**GOAL:** Write out the whole listing exactly as it stands.

[Dataset items]
+ + + + + + +
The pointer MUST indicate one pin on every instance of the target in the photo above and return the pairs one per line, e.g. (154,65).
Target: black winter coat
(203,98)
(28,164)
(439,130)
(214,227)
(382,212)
+ + + + + + +
**RESULT FOR THIS TASK:**
The pointer MUST indicate one pin on every instance of the target in the photo above and return the pairs one per line, e.g. (154,65).
Target: black winter coat
(203,98)
(28,164)
(439,130)
(214,227)
(382,212)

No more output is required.